* _What you need to do_:
[1] According to the article on the temporary bridge, how many traffic lanes does the new temporary bridge carry in each direction?
[2] Pick up the article on the North Washington Street temporary bridge after its final sentence and keep writing it.

* _Given passage_:
..........
Time for the New: Temporary Bridge Opens Smoothly; Demolition Starts for Old Structure

The temporary bridge replacing the old North Washington Street Bridge opened up last weekend without a hitch, paving the way for the demolition of the old bridge over the next several months.

The former rickety bridge has now been replaced with a meandering new bridge with two lanes in and one lane out that will be in place for a couple of years. At the same time, this week the demolition of the old bridge started on Monday and will continue 24-hours a day through November.

A view travelling on the new temporary bridge roadway outbound to City Square this week – the Zakim Bridge in the background.

One caveat is that the loud dismantling of the old bridge (which still interestingly carries one of the few vestiges of the old elevated Orange Line) will only take place from 7 a.m. to 10 p.m. Demolition from 10 p.m. to 7 a.m. will involve inactive work such as positioning barges in the water and equipment on the ground for the following day’s workload.

That said, loud and sometimes disruptive heavy demolition will occur around the clock through the end of November.

For the transfer of traffic to the temporary bridge, the shift began last Friday evening, and carried over into Saturday morning. The shift started with inbound traffic from City Square, using police details to stop traffic for a time until temporary barriers were put in place in front of the old inbound lanes and barriers were removed from the inbound portion of the new, temporary bridge.

On Saturday, the same exercise took place, but on the outbound side from Keany Square to City Square.

By Saturday morning, all traffic was diverted and pedestrians were moved to a new sidewalk on the Locks side of the temporary bridge – complete with a temporary red line for the Freedom Trail.

There were no issues through the weekend or through the week as traffic moved smoothly along the temporary bridge and the pedestrian walkway – though bicyclists were unhappy with the shared lane concept on the roadway and many took to using the pedestrian sidewalks. Any cyclist seeking to use the bridge’s sidewalk is asked to dismount and proceed as a pedestrian due to a six-foot-wide section of sidewalk adjacent to the Converse Store.
..........
Records from a data source:
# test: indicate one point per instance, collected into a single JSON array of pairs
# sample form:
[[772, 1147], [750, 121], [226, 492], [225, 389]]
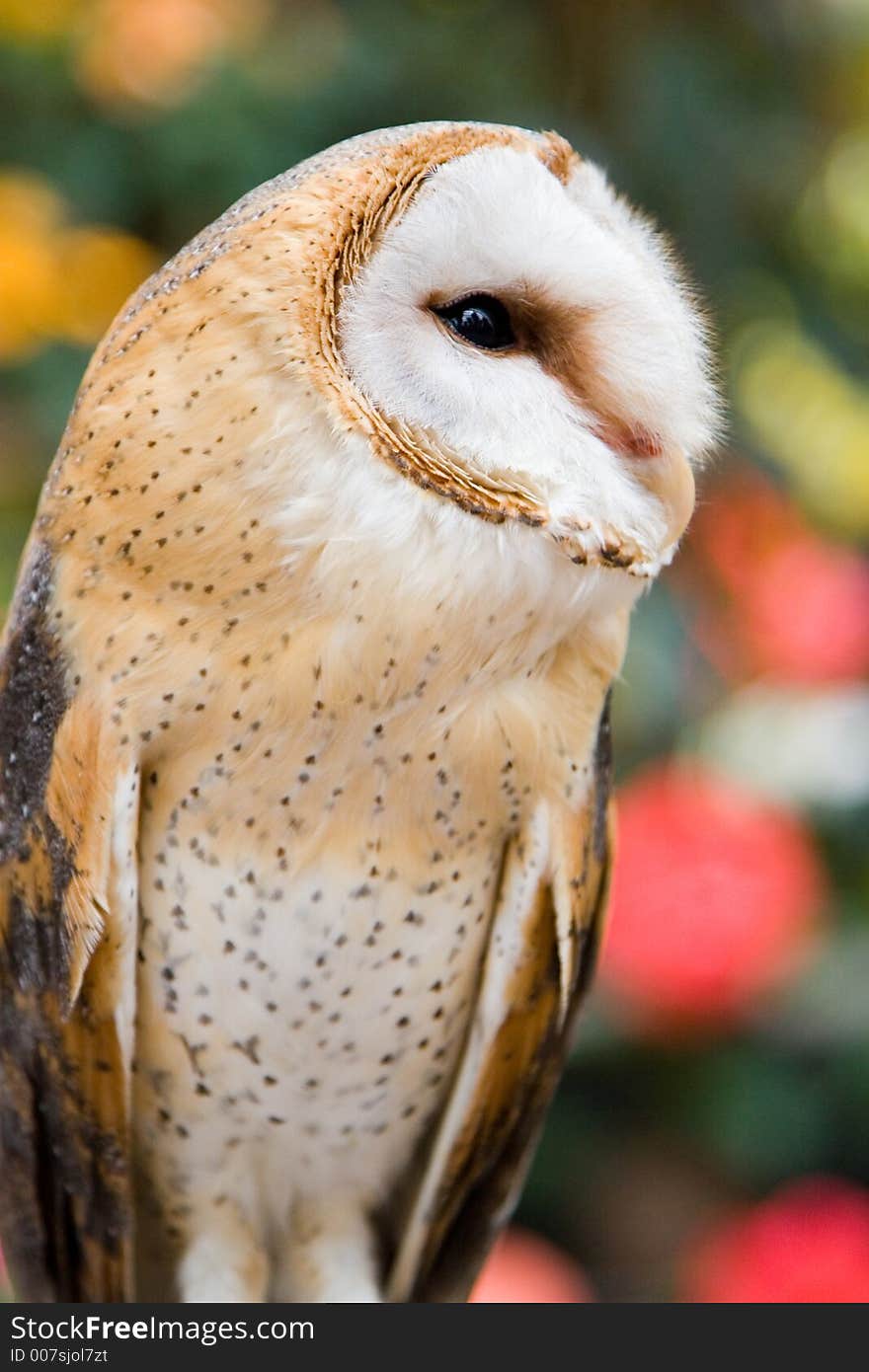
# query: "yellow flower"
[[39, 21], [98, 267], [810, 418], [29, 213], [58, 281]]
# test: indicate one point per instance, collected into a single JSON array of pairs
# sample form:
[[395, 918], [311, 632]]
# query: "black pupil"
[[481, 320]]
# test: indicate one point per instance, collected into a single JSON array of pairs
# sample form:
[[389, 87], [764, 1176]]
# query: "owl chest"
[[305, 981]]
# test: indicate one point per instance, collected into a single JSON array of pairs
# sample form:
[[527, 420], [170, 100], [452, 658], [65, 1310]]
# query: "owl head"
[[447, 334]]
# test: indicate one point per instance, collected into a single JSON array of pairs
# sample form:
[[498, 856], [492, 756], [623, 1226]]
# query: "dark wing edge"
[[63, 1077], [488, 1144]]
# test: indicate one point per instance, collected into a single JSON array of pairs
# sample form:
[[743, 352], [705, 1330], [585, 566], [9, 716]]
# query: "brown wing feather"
[[63, 1193], [523, 1061]]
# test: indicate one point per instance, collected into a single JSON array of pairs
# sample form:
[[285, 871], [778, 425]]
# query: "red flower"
[[524, 1269], [714, 894], [808, 1244], [773, 597]]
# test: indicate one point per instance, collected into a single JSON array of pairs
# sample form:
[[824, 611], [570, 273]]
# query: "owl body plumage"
[[302, 722]]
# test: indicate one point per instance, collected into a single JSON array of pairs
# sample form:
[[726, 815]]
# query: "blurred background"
[[710, 1140]]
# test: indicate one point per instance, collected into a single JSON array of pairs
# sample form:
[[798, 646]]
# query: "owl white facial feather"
[[497, 221], [303, 727]]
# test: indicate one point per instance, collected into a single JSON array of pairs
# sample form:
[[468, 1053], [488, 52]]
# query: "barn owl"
[[303, 737]]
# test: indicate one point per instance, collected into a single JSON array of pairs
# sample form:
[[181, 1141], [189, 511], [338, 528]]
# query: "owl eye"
[[481, 320]]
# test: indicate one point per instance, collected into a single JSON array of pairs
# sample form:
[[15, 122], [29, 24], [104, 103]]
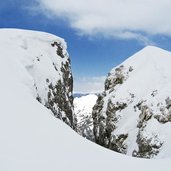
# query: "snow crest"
[[133, 114]]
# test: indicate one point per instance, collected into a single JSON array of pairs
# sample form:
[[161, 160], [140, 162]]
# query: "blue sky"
[[96, 46]]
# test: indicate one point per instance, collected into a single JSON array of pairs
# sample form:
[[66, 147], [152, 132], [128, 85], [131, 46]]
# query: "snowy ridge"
[[132, 116], [40, 62], [31, 139]]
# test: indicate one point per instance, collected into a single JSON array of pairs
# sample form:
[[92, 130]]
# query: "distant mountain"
[[36, 83], [133, 114]]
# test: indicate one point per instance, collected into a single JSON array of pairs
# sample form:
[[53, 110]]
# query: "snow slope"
[[134, 113], [41, 62], [31, 139], [83, 111]]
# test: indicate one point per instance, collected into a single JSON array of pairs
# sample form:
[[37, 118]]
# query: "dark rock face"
[[105, 119], [59, 98], [111, 108]]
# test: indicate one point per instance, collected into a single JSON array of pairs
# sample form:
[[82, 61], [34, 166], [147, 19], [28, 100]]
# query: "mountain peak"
[[134, 108]]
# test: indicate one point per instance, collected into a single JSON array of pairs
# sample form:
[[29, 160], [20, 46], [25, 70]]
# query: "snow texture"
[[31, 139], [83, 111], [134, 116]]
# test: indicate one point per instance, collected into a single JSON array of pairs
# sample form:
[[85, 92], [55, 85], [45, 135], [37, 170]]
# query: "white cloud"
[[125, 19], [89, 84]]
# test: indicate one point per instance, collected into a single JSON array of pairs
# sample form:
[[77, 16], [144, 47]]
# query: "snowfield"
[[31, 138], [135, 109]]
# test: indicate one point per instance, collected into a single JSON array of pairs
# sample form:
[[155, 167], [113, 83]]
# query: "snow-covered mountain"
[[39, 63], [83, 111], [31, 139], [133, 114]]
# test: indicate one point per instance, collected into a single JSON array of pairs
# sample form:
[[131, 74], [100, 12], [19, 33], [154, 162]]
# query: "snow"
[[83, 105], [31, 139], [150, 82]]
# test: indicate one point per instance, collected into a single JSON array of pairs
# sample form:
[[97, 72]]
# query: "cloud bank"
[[89, 84], [124, 19]]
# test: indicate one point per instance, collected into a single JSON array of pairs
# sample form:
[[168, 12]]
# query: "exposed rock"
[[133, 114]]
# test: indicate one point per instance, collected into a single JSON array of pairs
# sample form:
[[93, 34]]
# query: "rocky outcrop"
[[133, 114], [45, 61], [59, 94]]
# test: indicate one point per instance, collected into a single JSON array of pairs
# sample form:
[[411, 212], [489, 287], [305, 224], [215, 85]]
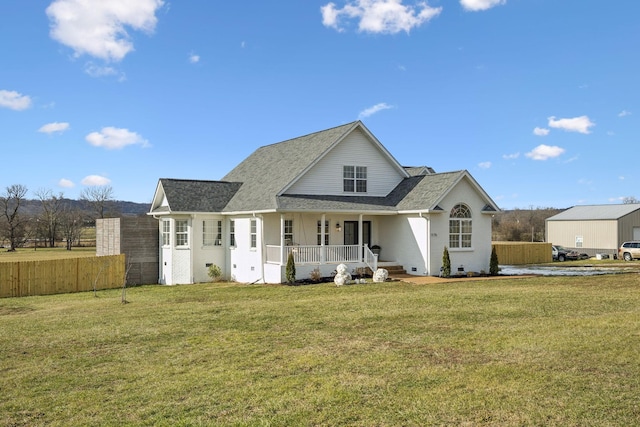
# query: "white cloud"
[[95, 180], [98, 27], [545, 152], [372, 110], [66, 183], [476, 5], [95, 70], [541, 131], [54, 127], [379, 16], [576, 124], [14, 100], [115, 138]]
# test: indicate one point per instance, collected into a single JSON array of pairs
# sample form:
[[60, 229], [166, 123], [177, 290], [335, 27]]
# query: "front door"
[[351, 232]]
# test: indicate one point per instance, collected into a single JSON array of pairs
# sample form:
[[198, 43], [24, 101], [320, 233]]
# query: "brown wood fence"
[[27, 278], [517, 253]]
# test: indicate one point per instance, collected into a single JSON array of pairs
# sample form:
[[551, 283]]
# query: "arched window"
[[460, 226]]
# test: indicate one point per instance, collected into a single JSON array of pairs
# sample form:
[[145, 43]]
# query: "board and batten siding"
[[325, 178]]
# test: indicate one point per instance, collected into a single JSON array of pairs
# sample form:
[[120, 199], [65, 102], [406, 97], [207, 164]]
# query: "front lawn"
[[534, 351]]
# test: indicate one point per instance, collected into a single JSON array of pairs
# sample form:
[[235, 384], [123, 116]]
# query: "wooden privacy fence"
[[27, 278], [515, 253]]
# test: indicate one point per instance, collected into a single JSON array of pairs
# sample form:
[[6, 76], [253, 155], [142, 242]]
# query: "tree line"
[[55, 219]]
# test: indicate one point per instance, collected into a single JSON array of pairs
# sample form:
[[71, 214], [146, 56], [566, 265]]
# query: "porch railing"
[[330, 254]]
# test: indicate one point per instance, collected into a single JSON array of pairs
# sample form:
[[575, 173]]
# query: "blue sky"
[[538, 99]]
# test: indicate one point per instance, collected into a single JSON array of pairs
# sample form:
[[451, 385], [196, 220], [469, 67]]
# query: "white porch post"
[[281, 239], [360, 234], [322, 237]]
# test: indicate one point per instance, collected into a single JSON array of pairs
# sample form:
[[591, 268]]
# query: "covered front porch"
[[319, 242]]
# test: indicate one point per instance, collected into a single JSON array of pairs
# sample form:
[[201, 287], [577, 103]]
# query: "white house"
[[326, 197]]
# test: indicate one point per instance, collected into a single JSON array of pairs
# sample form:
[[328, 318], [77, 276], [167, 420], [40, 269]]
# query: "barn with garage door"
[[595, 229]]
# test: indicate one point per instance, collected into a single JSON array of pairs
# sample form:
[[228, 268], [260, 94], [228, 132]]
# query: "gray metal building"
[[594, 229]]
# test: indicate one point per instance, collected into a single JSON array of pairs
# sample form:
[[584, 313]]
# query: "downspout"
[[262, 246], [427, 255], [322, 239], [360, 242]]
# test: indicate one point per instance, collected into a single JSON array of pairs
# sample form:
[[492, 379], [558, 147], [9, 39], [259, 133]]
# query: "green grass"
[[534, 351]]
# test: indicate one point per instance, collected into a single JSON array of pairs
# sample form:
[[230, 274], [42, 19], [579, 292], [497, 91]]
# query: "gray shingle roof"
[[197, 196], [595, 212], [415, 193], [271, 168], [255, 183]]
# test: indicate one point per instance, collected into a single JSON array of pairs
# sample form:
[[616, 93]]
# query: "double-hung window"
[[326, 233], [253, 233], [354, 179], [182, 232], [211, 232], [166, 232], [460, 227]]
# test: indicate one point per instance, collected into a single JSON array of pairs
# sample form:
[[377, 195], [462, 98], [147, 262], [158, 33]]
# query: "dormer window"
[[354, 179]]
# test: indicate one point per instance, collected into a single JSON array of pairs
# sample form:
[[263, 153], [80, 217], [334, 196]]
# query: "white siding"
[[325, 178]]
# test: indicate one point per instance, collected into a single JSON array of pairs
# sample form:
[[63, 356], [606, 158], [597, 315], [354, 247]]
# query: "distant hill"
[[116, 208]]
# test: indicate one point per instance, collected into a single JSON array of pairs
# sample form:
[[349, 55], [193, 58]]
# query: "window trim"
[[165, 233], [354, 179], [288, 232], [212, 237], [182, 236], [461, 228], [253, 233], [319, 232]]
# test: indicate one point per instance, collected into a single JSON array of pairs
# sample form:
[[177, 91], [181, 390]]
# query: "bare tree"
[[49, 219], [100, 198], [71, 225], [13, 223]]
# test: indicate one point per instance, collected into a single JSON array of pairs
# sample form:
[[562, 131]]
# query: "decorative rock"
[[380, 275], [343, 277]]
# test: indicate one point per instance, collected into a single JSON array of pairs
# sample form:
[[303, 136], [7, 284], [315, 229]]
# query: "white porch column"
[[360, 241], [281, 239]]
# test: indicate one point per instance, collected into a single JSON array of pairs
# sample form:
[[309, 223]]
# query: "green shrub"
[[290, 271], [446, 263], [214, 272]]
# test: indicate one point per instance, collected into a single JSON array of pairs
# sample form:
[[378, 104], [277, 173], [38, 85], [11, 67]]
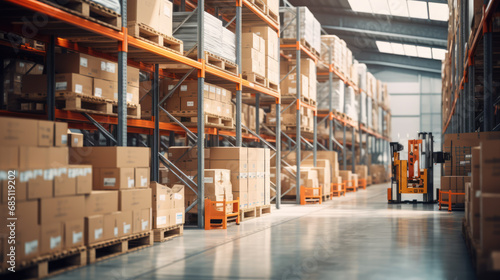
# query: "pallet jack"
[[415, 175]]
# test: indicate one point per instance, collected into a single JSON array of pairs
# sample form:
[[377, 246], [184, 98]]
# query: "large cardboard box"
[[101, 202], [73, 233], [135, 199], [490, 166], [21, 132], [51, 237], [77, 63], [490, 222], [111, 156], [114, 178], [94, 229], [60, 209]]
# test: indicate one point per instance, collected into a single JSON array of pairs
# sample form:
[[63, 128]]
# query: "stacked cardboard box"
[[217, 100], [83, 74], [155, 14], [47, 190], [120, 204], [310, 28], [288, 117], [167, 205], [271, 49]]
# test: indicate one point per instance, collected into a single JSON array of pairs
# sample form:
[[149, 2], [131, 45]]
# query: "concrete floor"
[[358, 236]]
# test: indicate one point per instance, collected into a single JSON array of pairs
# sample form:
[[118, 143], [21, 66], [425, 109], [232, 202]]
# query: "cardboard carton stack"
[[167, 205], [120, 203], [310, 28], [217, 100], [253, 53], [14, 70], [289, 118], [271, 47], [155, 14], [49, 193], [82, 74]]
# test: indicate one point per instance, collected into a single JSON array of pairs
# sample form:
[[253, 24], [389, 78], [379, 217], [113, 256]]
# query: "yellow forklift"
[[415, 175]]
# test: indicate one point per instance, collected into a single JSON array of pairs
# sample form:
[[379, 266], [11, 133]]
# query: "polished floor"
..........
* _Expected results_:
[1] Two lanes inbound and one lane outbound.

[2]
Motorists using the two inbound lanes are prohibited from passing while on the bridge and large vehicles such as buses and trucks should use the right-hand lane.

Use of the temporary bridge saves approximately two months of construction time and has the added advantage of not needing to keep the existing North Washington Street Bridge open for traffic while parts of the structure are being demolished.

That temporary bridge and sidewalk will be in place for the next several years until substantial completion of the new bridge is done.

There are also Marine impacts associated with the demolition of the old bridge that started on Monday, July 20. Just after midnight on Monday morning, the Charles River Locks closed the navigational channel to all boaters over the next four weeks.

It isn’t expected to open until Aug. 11 and is meant to protect those beneath from the dismantling work of the swing span bridge parts directly above the channel.

This is mandated by the United States Coast Guard. Mariners should monitor VHF 13 with regard to the navigation channel. The work zone at the bridge will be configured to allow the passage of emergency vessels if needed.

This means that no boats currently in the Charles River can come out to the Harbor, and no boats in the Harbor can go into the Charles River.

On Monday morning, there were some complications with the fish after the locks closed and it appeared a large fish kill was underway. The Charles River Watershed Association said the die-off of cyanobacteria, the hot weather and very low oxygen levels helped to contribute to the many dying fish in the Locks area Monday. The same thing happened last year by the Locks at the same time due to low oxygen levels.